- _Your assignment_
Look for the line containing "Pick out a point on every instance of the forest" in the records below. Then output it and all the lines that follow, exactly and without any others.

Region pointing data
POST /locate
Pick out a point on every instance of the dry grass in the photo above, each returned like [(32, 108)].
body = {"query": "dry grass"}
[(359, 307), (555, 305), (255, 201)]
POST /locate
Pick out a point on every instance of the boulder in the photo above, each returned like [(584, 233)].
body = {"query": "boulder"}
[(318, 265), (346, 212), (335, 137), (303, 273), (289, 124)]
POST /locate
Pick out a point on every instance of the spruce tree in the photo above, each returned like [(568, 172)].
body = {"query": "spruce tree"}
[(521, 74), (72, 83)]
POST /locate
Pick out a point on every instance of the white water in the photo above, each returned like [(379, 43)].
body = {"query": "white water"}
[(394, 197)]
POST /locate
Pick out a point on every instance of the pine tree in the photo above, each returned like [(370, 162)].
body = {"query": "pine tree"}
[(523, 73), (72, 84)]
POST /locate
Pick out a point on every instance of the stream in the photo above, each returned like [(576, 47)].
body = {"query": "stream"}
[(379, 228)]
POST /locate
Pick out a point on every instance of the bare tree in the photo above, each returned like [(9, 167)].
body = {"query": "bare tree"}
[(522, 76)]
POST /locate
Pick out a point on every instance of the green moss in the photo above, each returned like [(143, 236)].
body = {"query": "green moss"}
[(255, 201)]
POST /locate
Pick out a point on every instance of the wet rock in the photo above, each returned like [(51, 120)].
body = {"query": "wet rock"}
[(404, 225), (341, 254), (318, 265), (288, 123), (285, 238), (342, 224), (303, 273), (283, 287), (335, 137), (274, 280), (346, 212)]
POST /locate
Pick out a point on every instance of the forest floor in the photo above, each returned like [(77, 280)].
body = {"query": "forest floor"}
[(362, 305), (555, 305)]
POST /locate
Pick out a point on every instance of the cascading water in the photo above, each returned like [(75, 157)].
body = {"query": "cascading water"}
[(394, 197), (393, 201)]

- _The completed task_
Pick out a point on every instance of the forest floor in the photo above, each returned like [(77, 280)].
body = {"query": "forest floor"}
[(362, 305), (555, 305)]
POST /locate
Pick out a point on every instance of the cascading water in the photo above, each returned like [(75, 157)].
body = {"query": "cascading water"}
[(394, 197), (393, 201)]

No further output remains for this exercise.